■ What to work on ■
Start to finish, retype the entries exactly while omitting the pictures.

++++ Given entries

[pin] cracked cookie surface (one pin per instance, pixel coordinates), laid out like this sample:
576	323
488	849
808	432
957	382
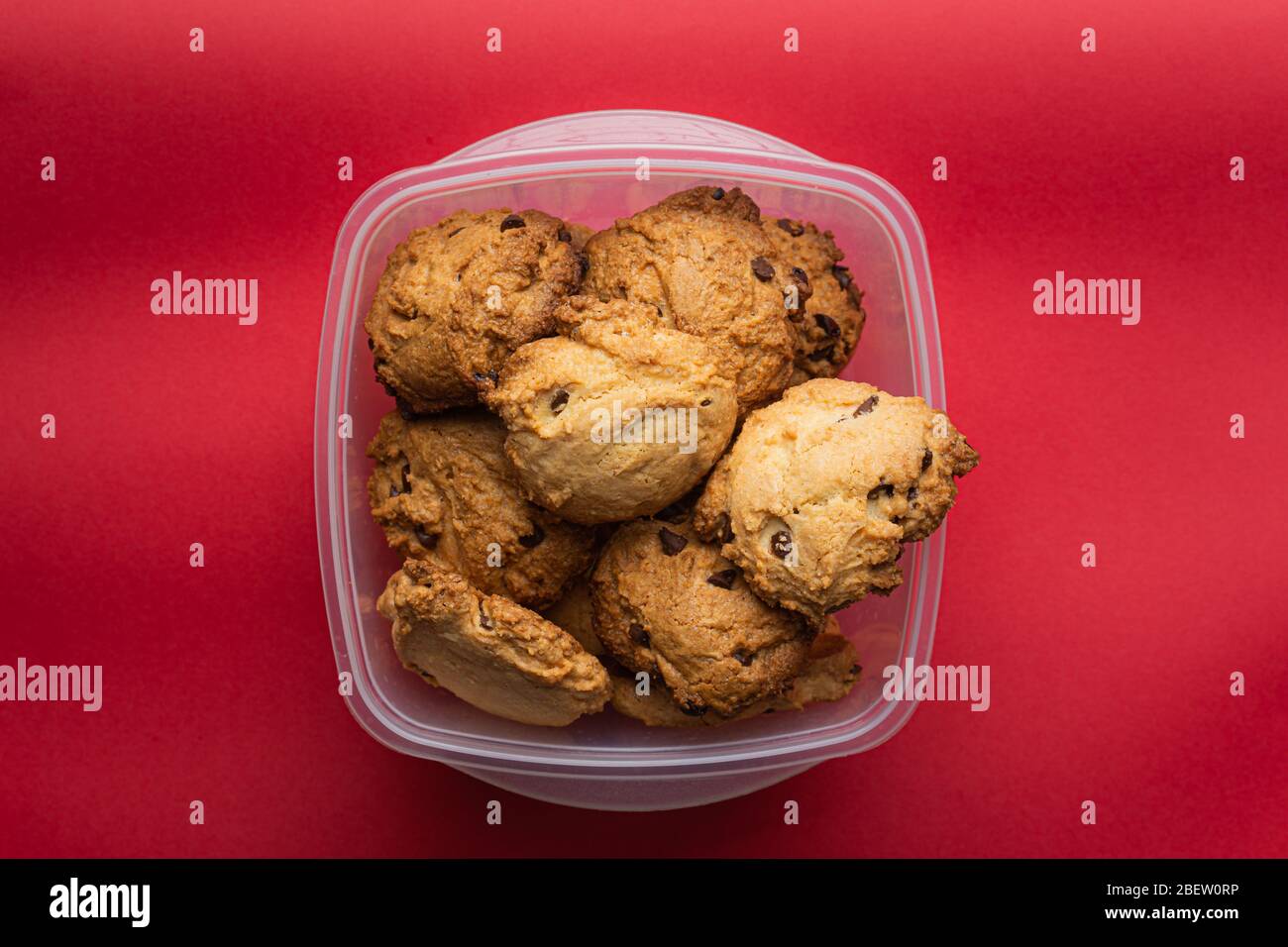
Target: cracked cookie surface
822	488
443	491
489	651
702	261
829	328
458	298
829	673
617	418
668	603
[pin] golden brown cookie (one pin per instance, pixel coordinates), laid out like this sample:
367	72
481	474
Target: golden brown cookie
408	318
617	418
829	673
458	298
832	321
445	491
668	603
702	261
510	272
574	613
579	235
488	651
822	488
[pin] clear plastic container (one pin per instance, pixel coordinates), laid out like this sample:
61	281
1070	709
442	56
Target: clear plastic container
588	167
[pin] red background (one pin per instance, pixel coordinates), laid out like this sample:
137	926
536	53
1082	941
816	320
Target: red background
1108	684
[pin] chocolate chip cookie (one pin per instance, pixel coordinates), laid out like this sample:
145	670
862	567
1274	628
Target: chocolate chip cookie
829	673
458	298
668	603
822	488
618	416
408	318
510	272
703	262
445	491
574	613
489	651
832	321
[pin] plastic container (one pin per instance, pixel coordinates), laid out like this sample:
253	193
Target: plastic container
588	167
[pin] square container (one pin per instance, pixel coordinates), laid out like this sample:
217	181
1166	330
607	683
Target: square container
590	169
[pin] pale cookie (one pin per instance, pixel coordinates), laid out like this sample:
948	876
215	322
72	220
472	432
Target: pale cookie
488	651
617	418
703	262
445	491
832	321
822	488
668	603
828	674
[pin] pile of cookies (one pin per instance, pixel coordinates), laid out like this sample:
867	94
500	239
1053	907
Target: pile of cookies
621	470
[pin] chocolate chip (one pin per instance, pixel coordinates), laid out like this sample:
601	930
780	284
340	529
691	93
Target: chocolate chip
724	579
673	513
866	407
827	324
671	541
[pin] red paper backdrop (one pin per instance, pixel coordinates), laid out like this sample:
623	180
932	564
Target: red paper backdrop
1108	684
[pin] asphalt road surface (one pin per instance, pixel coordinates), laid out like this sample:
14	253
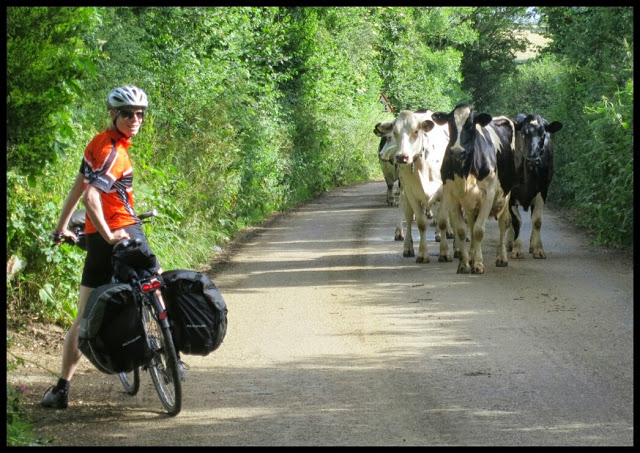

++++++++

■ Expected output ■
[pin] cracked cookie surface (one pin per instance, pixel coordinates), laid out like this sample:
576	323
488	849
808	432
957	382
Target: cracked cookie surface
822	488
443	491
489	651
702	261
829	328
458	298
829	673
617	418
668	603
[pin] golden brown cookie (one pin per instance, pixel coordinates), laid out like this sample:
367	72
481	474
Target: golden brown cookie
408	318
617	418
829	673
458	298
832	321
445	491
668	603
702	261
510	272
574	613
579	235
488	651
822	488
[pin] clear plastic container (one pin per instance, pixel coordinates), laid out like this sample:
61	281
1070	709
442	56
Target: clear plastic container
588	167
[pin] red background (one pin per instance, pixel coordinates), laid out like this sample:
137	926
536	53
1082	941
816	320
Target: red background
1108	684
[pin] chocolate chip cookie (one pin per instance, pixel coordinates), laid out like this sample:
145	670
862	567
1274	628
Target: chocolate chip cookie
829	673
458	298
668	603
822	488
618	416
408	318
510	272
703	262
445	491
574	613
489	651
832	321
[pin] plastic container (one pin per instance, pixel coordinates), laid out like this sample:
253	193
Target: plastic container
588	167
[pin] square container (one pin per instance, pixel coordinates), laid out like this sample:
217	181
1166	330
607	683
Target: square container
590	169
[pin] pale cookie (one pin per instance, pixel coordinates), laid out like this sample:
948	876
215	322
72	220
472	432
Target: pale cookie
488	651
617	418
703	262
445	491
832	321
822	488
668	603
828	674
[pin] pile of cookies (one pin per instance, pixel coordinates), laid out like this sample:
867	94
500	239
1053	907
Target: pile of cookies
621	470
[pin] chocolate chip (one pin per instance, pixel coordinates), laid out like this sample:
601	930
780	284
340	529
691	93
Target: chocolate chip
724	579
673	513
866	407
827	324
671	541
[pin] red paper backdrop (one pin per instance, pixel coordinates), laid out like this sample:
623	180
932	564
Target: red paper backdrop
1108	684
[pin] asphalt road surface (one pin per instance, pixel coordinates), laid out like this sample:
14	253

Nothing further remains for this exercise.